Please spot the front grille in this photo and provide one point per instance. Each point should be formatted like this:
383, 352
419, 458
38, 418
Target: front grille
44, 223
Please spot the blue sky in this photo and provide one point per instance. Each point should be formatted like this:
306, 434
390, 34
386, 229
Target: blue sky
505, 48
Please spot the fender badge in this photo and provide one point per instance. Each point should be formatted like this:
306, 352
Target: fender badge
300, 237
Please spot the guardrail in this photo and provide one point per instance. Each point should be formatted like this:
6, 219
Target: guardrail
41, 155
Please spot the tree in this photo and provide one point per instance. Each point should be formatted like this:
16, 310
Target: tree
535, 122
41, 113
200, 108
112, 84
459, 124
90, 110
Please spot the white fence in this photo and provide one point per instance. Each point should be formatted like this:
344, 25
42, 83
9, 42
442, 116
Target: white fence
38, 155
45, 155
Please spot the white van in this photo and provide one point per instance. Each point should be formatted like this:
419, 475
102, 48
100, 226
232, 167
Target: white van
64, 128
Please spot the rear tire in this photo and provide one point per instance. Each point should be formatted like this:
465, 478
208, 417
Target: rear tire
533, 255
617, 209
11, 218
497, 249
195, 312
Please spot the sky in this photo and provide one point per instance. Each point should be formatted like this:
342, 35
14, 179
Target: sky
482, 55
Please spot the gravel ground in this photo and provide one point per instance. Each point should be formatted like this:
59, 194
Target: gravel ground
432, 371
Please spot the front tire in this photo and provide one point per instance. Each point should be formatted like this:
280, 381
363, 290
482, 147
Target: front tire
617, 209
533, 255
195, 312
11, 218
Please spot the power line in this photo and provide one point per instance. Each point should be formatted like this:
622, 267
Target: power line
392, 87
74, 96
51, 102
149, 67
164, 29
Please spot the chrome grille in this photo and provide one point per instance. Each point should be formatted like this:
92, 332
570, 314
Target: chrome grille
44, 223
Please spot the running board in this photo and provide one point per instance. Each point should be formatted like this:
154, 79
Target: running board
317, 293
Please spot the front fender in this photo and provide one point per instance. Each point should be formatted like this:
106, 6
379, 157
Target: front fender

----

▶ _Goal_:
Rewrite every line from the one with "Please spot the white van" through the end of the records, requests included. Scale each answer point's coordinates by 0.95 and round to whole numbers, with halves going up, leaving the requests and their sample points as they are.

▶ _Worked answer_:
Please spot the white van in this photo and provide one point per instance. Each point should be formatted like this:
419, 475
102, 48
100, 226
232, 167
Target: white van
61, 122
Please spot the rear tire in this photo and provide one point per instance. Each point should be formatted like this:
465, 478
208, 417
Target: rear tire
506, 242
586, 199
10, 207
472, 237
185, 296
Please spot the sky in this photo and provide one point per instance. Each point should be formatted like this:
342, 35
14, 179
Target: sky
458, 52
Please spot the gravel ground in this photo and provide one point per instance. Each point should be formatted like this:
59, 194
Target: gravel ground
410, 352
Please spot the front tire in this photo and provide one point per instance. Each point should be formatted like this:
280, 381
363, 290
482, 147
Target: front tire
586, 199
506, 242
185, 296
10, 207
Please spot the power line in this photo and provide one point per instance. Each point should be formatted like this:
622, 267
Target: power line
372, 83
70, 91
48, 97
142, 64
156, 28
Please spot the chrome grille in this photo and provide one point per instance. Each point should be formatted like this:
92, 332
570, 314
Target: chrome grille
42, 212
Please spot the running board in this photo and provide one point per instance. Each point should be formatted like this:
154, 79
Target: running board
301, 278
Please spot the front fender in this photo and provide one point per instance. Each point should be formatted like this:
106, 6
379, 157
Target: front fender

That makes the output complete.